_GIVEN PROBLEM_. All of the data should be output character for character, except the pictures.

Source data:
====
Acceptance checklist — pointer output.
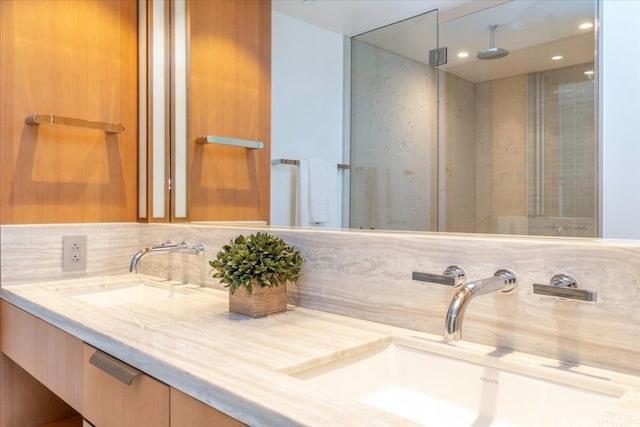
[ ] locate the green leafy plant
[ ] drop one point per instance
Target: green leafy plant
(260, 259)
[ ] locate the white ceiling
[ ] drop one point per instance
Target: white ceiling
(532, 30)
(353, 17)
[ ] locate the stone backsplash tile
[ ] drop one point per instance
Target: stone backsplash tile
(368, 275)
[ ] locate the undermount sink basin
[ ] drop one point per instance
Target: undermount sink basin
(131, 291)
(436, 390)
(136, 292)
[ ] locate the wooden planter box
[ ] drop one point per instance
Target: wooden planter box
(262, 302)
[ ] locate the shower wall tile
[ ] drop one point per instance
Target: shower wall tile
(394, 141)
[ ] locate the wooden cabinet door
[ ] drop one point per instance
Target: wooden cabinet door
(50, 355)
(110, 402)
(189, 412)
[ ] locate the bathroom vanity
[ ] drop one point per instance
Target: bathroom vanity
(189, 361)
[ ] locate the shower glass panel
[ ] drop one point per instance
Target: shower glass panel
(518, 132)
(394, 127)
(499, 138)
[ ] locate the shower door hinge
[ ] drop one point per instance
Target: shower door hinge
(437, 56)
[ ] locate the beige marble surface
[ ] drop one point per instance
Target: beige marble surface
(187, 339)
(367, 275)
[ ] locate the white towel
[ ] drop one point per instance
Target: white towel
(313, 192)
(302, 195)
(318, 191)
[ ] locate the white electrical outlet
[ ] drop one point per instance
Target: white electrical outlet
(74, 253)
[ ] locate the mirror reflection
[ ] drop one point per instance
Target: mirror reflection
(502, 138)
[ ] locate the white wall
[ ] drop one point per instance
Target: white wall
(620, 118)
(306, 110)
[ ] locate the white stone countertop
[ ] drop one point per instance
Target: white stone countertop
(188, 340)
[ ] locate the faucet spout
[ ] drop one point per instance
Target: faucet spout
(136, 259)
(503, 281)
(168, 246)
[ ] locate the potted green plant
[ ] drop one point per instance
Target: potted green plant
(256, 269)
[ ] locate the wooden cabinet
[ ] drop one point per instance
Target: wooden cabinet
(229, 81)
(74, 59)
(49, 378)
(50, 355)
(110, 401)
(188, 412)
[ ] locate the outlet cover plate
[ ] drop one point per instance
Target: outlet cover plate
(74, 253)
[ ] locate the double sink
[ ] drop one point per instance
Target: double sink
(428, 381)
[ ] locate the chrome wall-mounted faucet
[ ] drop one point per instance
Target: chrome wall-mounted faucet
(565, 287)
(503, 281)
(453, 275)
(169, 246)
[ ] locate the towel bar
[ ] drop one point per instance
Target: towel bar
(50, 119)
(297, 163)
(210, 139)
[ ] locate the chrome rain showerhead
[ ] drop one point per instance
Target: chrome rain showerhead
(492, 52)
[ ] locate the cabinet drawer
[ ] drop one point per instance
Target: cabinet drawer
(50, 355)
(188, 412)
(110, 401)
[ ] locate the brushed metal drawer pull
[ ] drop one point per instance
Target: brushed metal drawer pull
(114, 367)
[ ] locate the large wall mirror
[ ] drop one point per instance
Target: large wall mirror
(502, 138)
(506, 145)
(481, 143)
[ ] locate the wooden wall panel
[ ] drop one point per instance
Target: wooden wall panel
(75, 59)
(229, 96)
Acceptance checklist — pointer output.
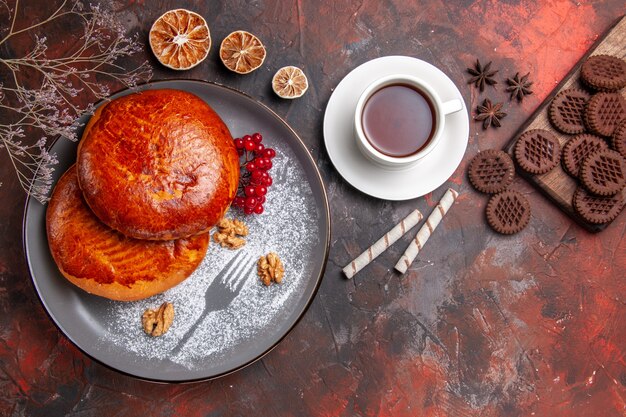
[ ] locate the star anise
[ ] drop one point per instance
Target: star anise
(482, 75)
(519, 87)
(490, 114)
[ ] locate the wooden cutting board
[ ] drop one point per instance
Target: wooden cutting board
(557, 185)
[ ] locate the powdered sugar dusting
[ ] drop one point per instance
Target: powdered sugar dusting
(288, 227)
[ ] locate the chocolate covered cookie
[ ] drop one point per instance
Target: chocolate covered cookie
(604, 73)
(604, 172)
(597, 209)
(537, 151)
(577, 149)
(567, 111)
(508, 212)
(618, 141)
(604, 112)
(491, 171)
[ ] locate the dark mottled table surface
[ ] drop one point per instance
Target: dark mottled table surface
(482, 325)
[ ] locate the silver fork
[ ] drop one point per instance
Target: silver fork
(222, 291)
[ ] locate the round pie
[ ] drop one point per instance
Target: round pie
(159, 164)
(104, 262)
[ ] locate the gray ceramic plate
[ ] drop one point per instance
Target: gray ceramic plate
(204, 341)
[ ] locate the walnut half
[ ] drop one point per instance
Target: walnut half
(157, 322)
(229, 232)
(270, 269)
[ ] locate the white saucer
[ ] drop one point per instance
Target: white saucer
(373, 179)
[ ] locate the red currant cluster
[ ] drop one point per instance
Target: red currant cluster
(255, 161)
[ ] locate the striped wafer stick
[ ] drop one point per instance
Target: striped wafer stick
(427, 229)
(383, 243)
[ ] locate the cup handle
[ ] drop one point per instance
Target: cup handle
(452, 106)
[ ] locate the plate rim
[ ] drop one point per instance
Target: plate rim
====
_THE COMPLETED TASK_.
Acceptance checklist — pointer output.
[ ] locate the green leafy plant
[ ] drop one point per instance
Target: green leafy plant
(260, 259)
[ ] locate the white ceiling
[ ] drop one point per instance
Target: white ceiling
(532, 30)
(353, 17)
[ ] locate the stone backsplash tile
[ ] drop one point per instance
Target: stone backsplash tile
(368, 275)
[ ] locate the undermount sink basin
[ ] drop one point per instance
Target: undermount sink basin
(131, 291)
(436, 390)
(136, 292)
[ ] locate the wooden planter box
[ ] drop one point per instance
Target: wooden planter box
(262, 302)
[ ] locate the shower wall tile
[ ] drop one point per instance
Target: shower wall tile
(394, 141)
[ ] locate the wooden cabinet door
[ ] drop one point per instance
Target: wooden cabinet door
(50, 355)
(110, 402)
(189, 412)
[ ] locate the bathroom vanity
[ ] drop one point per instance
Target: bathroom vanity
(189, 361)
[ ] locate the shower glass panel
[ ] drop one point per instance
Target: shower glass panel
(518, 132)
(394, 127)
(499, 138)
[ ] locate the shower door hinge
[ ] drop one point per instance
Target: shower door hinge
(437, 56)
[ ] locate the beige marble surface
[ ] drop one point per instance
Target: beige marble surface
(187, 339)
(367, 275)
[ ] locate the white towel
[ ] drop one point per instance
Target: white towel
(313, 192)
(302, 195)
(318, 191)
[ ] locate the white electrical outlet
[ ] drop one point per instance
Target: white electrical outlet
(74, 253)
[ ] locate the mirror reflection
[ ] drop one point per instance
Target: mirror reflection
(502, 138)
[ ] locate the white wall
[ ] drop one point per instance
Target: white wall
(620, 118)
(306, 110)
[ ] locate the white stone countertop
[ ] drop one point per instance
Target: white stone countertop
(188, 340)
[ ] locate the faucet spout
[ ] drop one point per instance
Target: faucet spout
(136, 259)
(503, 281)
(168, 246)
[ ] locate the potted green plant
[ ] drop one point per instance
Target: potted green plant
(256, 269)
[ ] locate the wooden cabinet
[ ] drop one point per instance
Target: wooden cabinet
(229, 81)
(74, 59)
(49, 378)
(50, 355)
(110, 401)
(188, 412)
[ ] locate the outlet cover plate
[ ] drop one point per instance
Target: outlet cover plate
(74, 253)
[ ] locate the double sink
[ ] drop one point per instance
Target: double sink
(428, 381)
[ ] locate the chrome wall-mounted faucet
[ ] drop one point per instance
Target: chrome wall-mounted faucet
(565, 287)
(503, 281)
(453, 275)
(169, 246)
[ ] locate the towel bar
[ ] drop one point per instance
Target: towel bar
(50, 119)
(297, 163)
(210, 139)
[ ] locate the chrome rain showerhead
[ ] drop one point per instance
Target: chrome rain showerhead
(492, 52)
[ ] locate the cabinet drawer
[ ] drop one point per instance
Target: cabinet drawer
(50, 355)
(188, 412)
(110, 401)
[ ] locate the brushed metal drawer pull
[ ] drop one point per instance
Target: brushed metal drawer pull
(114, 367)
[ ] locate the large wall mirror
[ ] drop one point per instance
Target: large wall mirror
(502, 138)
(506, 145)
(481, 143)
[ ] locate the wooden wall panel
[ ] drop one point per instance
Target: wooden wall panel
(75, 59)
(229, 96)
Acceptance checklist — pointer output.
[ ] locate the star anise
[ ] drop one point per instance
Target: star anise
(482, 75)
(519, 87)
(490, 114)
[ ] locate the wooden cutting board
[ ] drop one point per instance
Target: wooden cutting board
(557, 185)
[ ] locate the powdered sugar dusting
[ ] drop one point per instance
Target: powdered sugar dusting
(288, 227)
[ ] locate the chocolate covered cookie
[ ] drop one point per instance
Target: chocolate covered cookie
(604, 73)
(604, 172)
(597, 209)
(537, 151)
(577, 149)
(567, 111)
(508, 212)
(618, 141)
(604, 112)
(491, 171)
[ ] locate the dark mottled table surface
[ ] drop one point per instance
Target: dark mottled table surface
(482, 325)
[ ] locate the silver fork
[ ] drop one point per instance
Target: silver fork
(222, 291)
[ ] locate the round pie
[ ] drop one point per instance
Target: round pie
(159, 164)
(104, 262)
[ ] locate the gray ceramic plate
[ ] drop one point per instance
Target: gray ceramic plate
(204, 341)
[ ] locate the walnut half
[ ] drop one point per instance
Target: walnut half
(157, 322)
(229, 232)
(270, 269)
[ ] locate the white saucer
[ ] drop one point per instance
Target: white saucer
(373, 179)
[ ] locate the red currant cluster
[ ] drop one point per instance
Target: red currant cluster
(255, 161)
[ ] locate the striped wafer stick
[ ] drop one point per instance
Target: striped wafer stick
(427, 229)
(383, 243)
[ ] locate the cup handle
[ ] drop one point per instance
Target: cup handle
(452, 106)
[ ] locate the plate rim
[ ] drop one point per instance
Target: plate rim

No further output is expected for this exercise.